* WHAT YOU WILL DO:
Every line of the data below is to be given again as it appears, with the images removed.

* PROVIDED DATA:
* * * * *

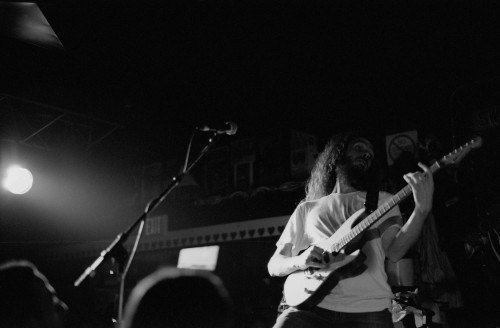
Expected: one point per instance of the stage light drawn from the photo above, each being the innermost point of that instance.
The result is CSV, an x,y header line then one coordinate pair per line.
x,y
18,180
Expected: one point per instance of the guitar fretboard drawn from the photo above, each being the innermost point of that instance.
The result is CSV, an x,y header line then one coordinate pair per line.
x,y
378,213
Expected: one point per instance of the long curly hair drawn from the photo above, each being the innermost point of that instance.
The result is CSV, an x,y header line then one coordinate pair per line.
x,y
323,177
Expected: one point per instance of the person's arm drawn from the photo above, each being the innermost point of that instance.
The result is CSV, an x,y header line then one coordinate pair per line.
x,y
397,242
282,262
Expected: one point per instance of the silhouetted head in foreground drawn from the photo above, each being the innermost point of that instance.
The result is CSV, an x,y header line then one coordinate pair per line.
x,y
172,297
27,300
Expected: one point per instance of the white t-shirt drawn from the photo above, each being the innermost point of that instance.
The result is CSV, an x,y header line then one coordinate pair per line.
x,y
314,221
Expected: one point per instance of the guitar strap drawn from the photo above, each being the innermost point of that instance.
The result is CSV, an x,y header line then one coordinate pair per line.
x,y
371,202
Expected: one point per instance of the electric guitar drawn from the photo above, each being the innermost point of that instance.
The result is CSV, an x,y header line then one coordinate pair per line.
x,y
305,289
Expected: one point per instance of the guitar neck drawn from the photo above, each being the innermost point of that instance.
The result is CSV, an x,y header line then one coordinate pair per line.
x,y
390,203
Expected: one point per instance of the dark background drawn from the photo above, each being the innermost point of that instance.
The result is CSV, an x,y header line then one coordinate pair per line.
x,y
150,72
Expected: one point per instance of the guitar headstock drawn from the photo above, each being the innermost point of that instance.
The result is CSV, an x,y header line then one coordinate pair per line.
x,y
458,154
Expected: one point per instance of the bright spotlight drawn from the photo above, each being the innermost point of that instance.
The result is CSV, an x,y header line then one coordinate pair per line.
x,y
18,180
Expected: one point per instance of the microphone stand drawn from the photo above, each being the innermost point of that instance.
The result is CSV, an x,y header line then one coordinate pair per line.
x,y
115,249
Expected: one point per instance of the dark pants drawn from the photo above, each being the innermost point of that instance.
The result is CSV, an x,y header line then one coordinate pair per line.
x,y
319,318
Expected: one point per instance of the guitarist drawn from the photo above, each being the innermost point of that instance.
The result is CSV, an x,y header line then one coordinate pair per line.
x,y
335,190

* * * * *

* EXERCISE ANSWER:
Expected: one point per instance of the stage light drawn from the photo above, each being the innermost point of that instance.
The result is CSV, an x,y header line then one coordinate pair per line.
x,y
18,180
Expected: one point per instance of the guitar fretboard drawn from the photo above, each being the innermost point of that instance.
The result is CSV, an x,y header line then one coordinate pair per line.
x,y
378,213
Expected: one point per instance of the long curly hair drawn from the photo above, each being the innermost point of that instance.
The result is CSV, an x,y header line then one coordinate pair per line.
x,y
323,177
Expected: one point per instance of the person's arm drawn from the photo above, each being the innermost point of that instance.
The result is CSV, an x,y header line then one coordinate pair per line.
x,y
397,242
282,262
Expected: one point per instance of the silhouetted head in foreground drawn from the photo above, each being the innermost point of that instance.
The result is CSV, an x,y header line then one coordinate pair per line.
x,y
172,297
27,300
Expected: one point per instance of the white t-shirt drawn from the photo above, each being the innermost point of that instance.
The result is CSV, an x,y header line then one coordinate pair per line.
x,y
314,221
Expected: one point per instance of the guitar strap drawn from the photo above, each being the innermost point of that instance.
The result is CSV, an x,y header line then one coordinate pair per line.
x,y
371,202
Expected: one point per instance of the electric guitar drawn from the photo above, each being the innermost point of that instance.
The result is CSV, an x,y header line then one coordinate pair per line.
x,y
305,289
Expected: one point per instance of the guitar neck drawn from the photo above, each being the innermost point of that instance.
The result is CSV, an x,y header line then one coordinate pair per line.
x,y
390,203
Expected: one point per instance of the dark background drawn from the photo above, each being the innermost point of that instance.
The result is CSV, an x,y header line then one coordinate pair per line.
x,y
150,72
Expected: one point per instance of the guitar headstock drawn from the photo above, each being the innermost point of that instance.
The result is CSV, an x,y header line then one coordinate pair per line.
x,y
458,154
Expected: one point per instance of the bright spotlight drawn from the photo above, each being the innermost point of that instance.
The result is CSV, an x,y header line then one coordinate pair per line.
x,y
18,180
Expected: one point per instance of the microphone stand drawn from the photo above, each being the innermost point of that instance.
The result is CSV, an x,y header line then one coordinate pair per line.
x,y
115,249
Expected: one point per instance of the dark pants drawn from the photo above, each being the innermost point of that instance.
The result is CSV, an x,y header line then one coordinate pair per line.
x,y
319,318
Expected: one point per instance of the guitarist drawn from the photo above, each being the innermost point of that instance.
The result is CSV, an x,y header line then one coordinate pair per line.
x,y
335,190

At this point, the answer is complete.